TASK DESCRIPTION ▸
Copy each line below exactly as it appears. Pictures are to be omitted.

═══ DATA TO EXAMINE

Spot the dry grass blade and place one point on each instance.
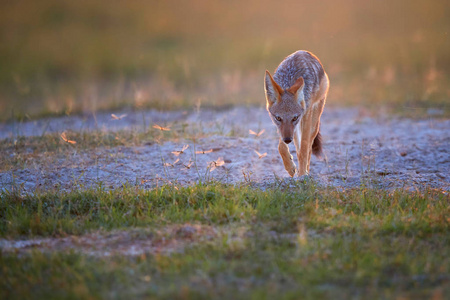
(261, 155)
(188, 166)
(218, 163)
(204, 151)
(181, 151)
(114, 117)
(171, 164)
(65, 139)
(256, 134)
(161, 128)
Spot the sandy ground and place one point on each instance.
(384, 152)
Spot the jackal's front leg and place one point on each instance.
(304, 153)
(288, 161)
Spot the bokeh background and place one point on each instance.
(65, 57)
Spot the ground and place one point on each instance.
(197, 204)
(381, 151)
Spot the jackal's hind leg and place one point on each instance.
(288, 161)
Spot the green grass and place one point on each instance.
(61, 56)
(306, 241)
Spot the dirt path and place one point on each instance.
(378, 152)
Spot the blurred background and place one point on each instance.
(65, 57)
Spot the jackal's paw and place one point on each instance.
(291, 169)
(303, 178)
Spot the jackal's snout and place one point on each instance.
(287, 140)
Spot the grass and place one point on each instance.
(67, 57)
(309, 241)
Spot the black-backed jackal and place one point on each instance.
(296, 95)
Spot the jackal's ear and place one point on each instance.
(272, 89)
(297, 86)
(297, 90)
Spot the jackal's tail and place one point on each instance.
(317, 146)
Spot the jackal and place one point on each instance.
(296, 95)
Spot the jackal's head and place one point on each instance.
(285, 107)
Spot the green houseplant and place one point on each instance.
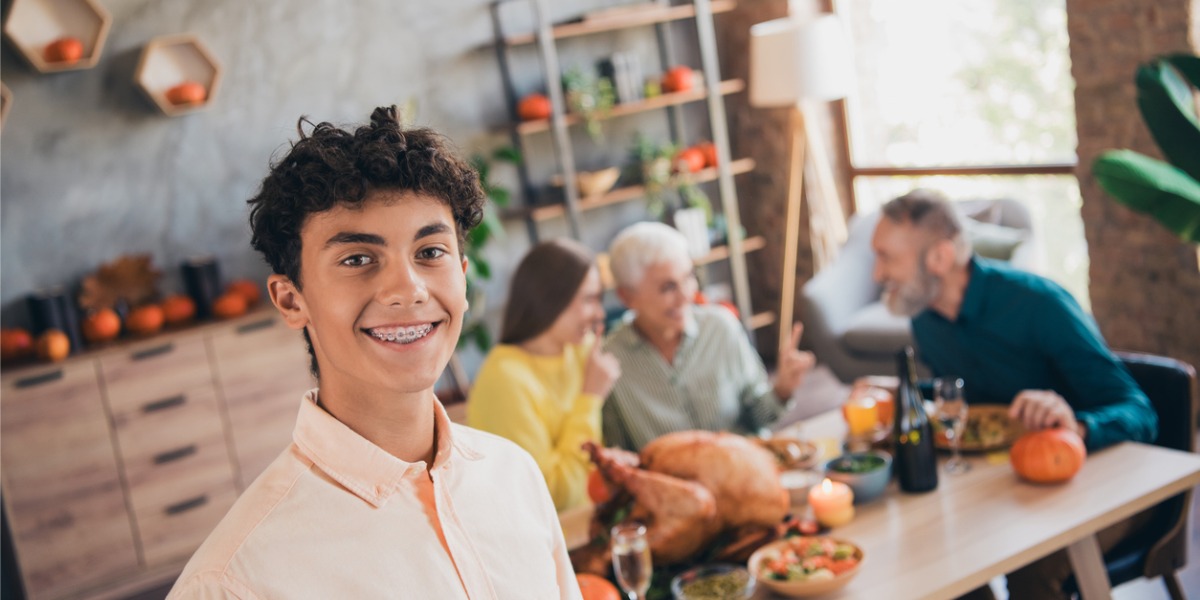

══════

WORKED SOLUTION ▸
Spot the dry grass blade and place one point on each instance.
(261, 155)
(188, 166)
(218, 163)
(204, 151)
(181, 151)
(114, 117)
(171, 164)
(65, 139)
(256, 134)
(161, 128)
Spot the sandy ground and place one point on each instance.
(384, 152)
Spot the jackal's front leg and place one point on each instance.
(304, 153)
(288, 161)
Spot the bokeh background and place one point on each instance.
(65, 57)
Spot the ground and place one point on each instance.
(197, 204)
(381, 151)
Spot the jackal's hind leg and place one point on each instance.
(288, 161)
Spot the green grass and place one point on each instance.
(61, 56)
(306, 241)
Spot the dirt path and place one point on each instance.
(378, 152)
Spot the blurred background and place one point on each instance.
(65, 57)
Spot the jackal's paw and place one point on each instance.
(291, 169)
(303, 178)
Spot the jackal's snout and place one point on each instance.
(287, 140)
Spot the grass and place one point on each instance.
(67, 57)
(309, 241)
Spot the black-backed jackal and place one point on each instance.
(296, 95)
Spot the jackal's ear and place one point on each instance.
(272, 89)
(297, 86)
(297, 90)
Spot the jackal's tail and place one point on each instance.
(317, 146)
Spot the jackal and place one point on each instance.
(296, 95)
Spot the jackal's head and place one point on each instance.
(285, 107)
Spot the green houseplant and place one point on each instance.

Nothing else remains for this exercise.